+++ Article +++
La vie en commun (1)
Il y a le privé, le public et entre les deux, le commun. Dans ce premier volet de son intervention, Bernard Piettre analyse les évolutions et distinctions entre ces notions depuis l’Antiquité grecque jusqu’au 20e siècle en Occident.
Première partie de l’intervention prononcée lors de la journée du Christianisme social Penser le bien commun du 21 octobre 2023.
Redéfinissons d’abord la notion de commun à travers un parcours historique rapide de la façon dont, en Occident, se sont construites les notions de public, de privé et de commun depuis les Anciens jusqu’à la modernité, étant entendu que des sociétés traditionnelles non occidentales ont peut-être une autre vision du commun.
+++
▸ **Travail demandé**
• a. Recopiez à l'identique le passage de l'article qui va de « La vie en commun » jusqu'à « vision du commun. ».
• b. Résumez plus brièvement le paragraphe de l'article qui commence par « Redéfinissons d'abord la notion », en conservant ses faits essentiels.
+++ Entrées répertoriées +++
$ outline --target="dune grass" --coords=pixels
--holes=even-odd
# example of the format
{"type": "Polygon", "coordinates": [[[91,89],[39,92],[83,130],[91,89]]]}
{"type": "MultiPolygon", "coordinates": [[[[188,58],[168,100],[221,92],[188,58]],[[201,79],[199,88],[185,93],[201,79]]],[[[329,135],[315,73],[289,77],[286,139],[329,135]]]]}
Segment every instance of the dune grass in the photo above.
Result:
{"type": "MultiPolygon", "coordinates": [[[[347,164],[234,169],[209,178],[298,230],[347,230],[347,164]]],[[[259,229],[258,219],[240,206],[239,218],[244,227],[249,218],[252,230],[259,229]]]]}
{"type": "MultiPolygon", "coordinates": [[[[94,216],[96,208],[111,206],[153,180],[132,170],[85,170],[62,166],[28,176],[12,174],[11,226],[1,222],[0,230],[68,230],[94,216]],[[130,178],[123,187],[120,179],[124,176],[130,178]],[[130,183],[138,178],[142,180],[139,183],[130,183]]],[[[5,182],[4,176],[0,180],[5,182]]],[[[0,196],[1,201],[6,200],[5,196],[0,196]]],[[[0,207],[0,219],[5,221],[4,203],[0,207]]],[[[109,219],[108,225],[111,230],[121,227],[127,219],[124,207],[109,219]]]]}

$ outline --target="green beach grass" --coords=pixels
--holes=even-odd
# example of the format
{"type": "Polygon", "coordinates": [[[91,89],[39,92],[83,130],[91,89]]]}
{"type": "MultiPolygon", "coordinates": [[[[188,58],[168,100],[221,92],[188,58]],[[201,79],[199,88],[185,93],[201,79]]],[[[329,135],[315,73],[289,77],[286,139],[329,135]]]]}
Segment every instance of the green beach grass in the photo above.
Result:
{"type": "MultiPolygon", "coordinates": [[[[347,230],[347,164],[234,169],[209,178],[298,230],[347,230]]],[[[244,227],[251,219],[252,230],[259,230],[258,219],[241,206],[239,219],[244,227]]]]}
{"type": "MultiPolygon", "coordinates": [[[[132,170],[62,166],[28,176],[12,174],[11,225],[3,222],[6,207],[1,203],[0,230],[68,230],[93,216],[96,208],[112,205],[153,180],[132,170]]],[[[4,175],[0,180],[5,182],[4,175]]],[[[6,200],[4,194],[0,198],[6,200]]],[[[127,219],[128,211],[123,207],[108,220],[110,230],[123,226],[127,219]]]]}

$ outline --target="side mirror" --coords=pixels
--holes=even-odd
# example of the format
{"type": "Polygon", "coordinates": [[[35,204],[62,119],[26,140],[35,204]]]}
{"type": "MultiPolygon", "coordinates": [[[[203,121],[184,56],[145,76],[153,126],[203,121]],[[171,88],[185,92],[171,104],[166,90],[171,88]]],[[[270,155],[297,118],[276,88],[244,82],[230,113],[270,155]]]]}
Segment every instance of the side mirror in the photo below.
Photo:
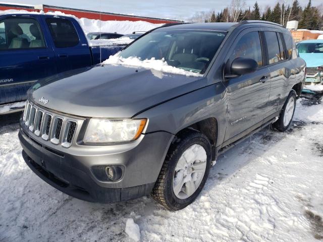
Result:
{"type": "Polygon", "coordinates": [[[230,69],[231,73],[225,76],[226,78],[234,78],[254,72],[258,69],[258,63],[250,58],[237,58],[232,62],[230,69]]]}

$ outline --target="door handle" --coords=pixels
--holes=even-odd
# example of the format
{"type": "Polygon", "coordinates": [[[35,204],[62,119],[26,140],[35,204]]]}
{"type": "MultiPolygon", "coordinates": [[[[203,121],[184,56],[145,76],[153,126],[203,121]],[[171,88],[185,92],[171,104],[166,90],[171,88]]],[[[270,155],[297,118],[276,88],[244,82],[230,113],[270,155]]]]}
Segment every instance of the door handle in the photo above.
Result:
{"type": "Polygon", "coordinates": [[[48,59],[48,56],[38,56],[38,59],[48,59]]]}
{"type": "Polygon", "coordinates": [[[59,54],[59,57],[60,58],[67,58],[69,56],[66,54],[59,54]]]}
{"type": "Polygon", "coordinates": [[[266,76],[264,76],[261,77],[260,79],[259,79],[259,82],[262,82],[264,83],[266,81],[269,79],[269,77],[266,76]]]}

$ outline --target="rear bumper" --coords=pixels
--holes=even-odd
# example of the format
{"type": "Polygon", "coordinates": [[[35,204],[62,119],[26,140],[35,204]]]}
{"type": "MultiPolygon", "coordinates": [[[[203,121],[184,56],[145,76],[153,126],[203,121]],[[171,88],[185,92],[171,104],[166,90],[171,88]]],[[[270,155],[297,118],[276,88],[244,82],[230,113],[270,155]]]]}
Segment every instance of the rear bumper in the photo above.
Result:
{"type": "MultiPolygon", "coordinates": [[[[165,132],[149,135],[145,136],[146,142],[143,139],[136,148],[124,153],[81,157],[68,153],[64,154],[63,157],[59,155],[62,154],[55,154],[55,150],[48,150],[48,147],[41,146],[41,144],[27,137],[28,134],[26,135],[22,128],[19,132],[19,138],[25,161],[41,179],[72,197],[89,202],[104,203],[135,199],[151,192],[163,165],[164,152],[166,155],[168,144],[172,137],[165,132]],[[159,142],[154,144],[153,141],[157,139],[159,142]],[[142,143],[143,146],[140,148],[138,146],[141,146],[142,143]],[[160,145],[163,143],[165,147],[160,145]],[[154,146],[154,149],[152,149],[154,146]],[[143,147],[145,148],[144,150],[142,150],[143,147]],[[158,150],[156,149],[157,147],[158,150]],[[155,156],[156,160],[154,161],[149,160],[152,154],[155,156]],[[128,159],[129,156],[131,156],[132,160],[126,160],[126,157],[128,159]],[[111,162],[115,164],[116,160],[119,159],[120,164],[124,166],[125,173],[120,180],[115,183],[102,182],[96,179],[90,167],[97,165],[98,161],[103,158],[106,165],[111,162]],[[138,179],[140,183],[138,182],[138,179]]],[[[101,161],[99,164],[102,164],[101,161]]]]}

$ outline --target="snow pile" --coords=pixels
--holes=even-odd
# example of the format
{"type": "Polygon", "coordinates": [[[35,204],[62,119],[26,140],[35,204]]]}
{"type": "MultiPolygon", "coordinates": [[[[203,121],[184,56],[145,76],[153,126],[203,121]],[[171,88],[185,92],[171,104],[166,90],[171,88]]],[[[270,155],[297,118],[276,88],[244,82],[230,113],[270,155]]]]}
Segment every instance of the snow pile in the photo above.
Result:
+++
▸ **Travaux corrigés**
• a.
La vie en commun (1)
Il y a le privé, le public et entre les deux, le commun. Dans ce premier volet de son intervention, Bernard Piettre analyse les évolutions et distinctions entre ces notions depuis l’Antiquité grecque jusqu’au 20e siècle en Occident.
Première partie de l’intervention prononcée lors de la journée du Christianisme social Penser le bien commun du 21 octobre 2023.
Redéfinissons d’abord la notion de commun à travers un parcours historique rapide de la façon dont, en Occident, se sont construites les notions de public, de privé et de commun depuis les Anciens jusqu’à la modernité, étant entendu que des sociétés traditionnelles non occidentales ont peut-être une autre vision du commun.

• b. Il s'agit d'abord de redéfinir le commun par un bref parcours historique retraçant la construction, en Occident, des notions de public, de privé et de commun, des Anciens à la modernité. Des sociétés traditionnelles non occidentales ont peut-être une autre vision du commun.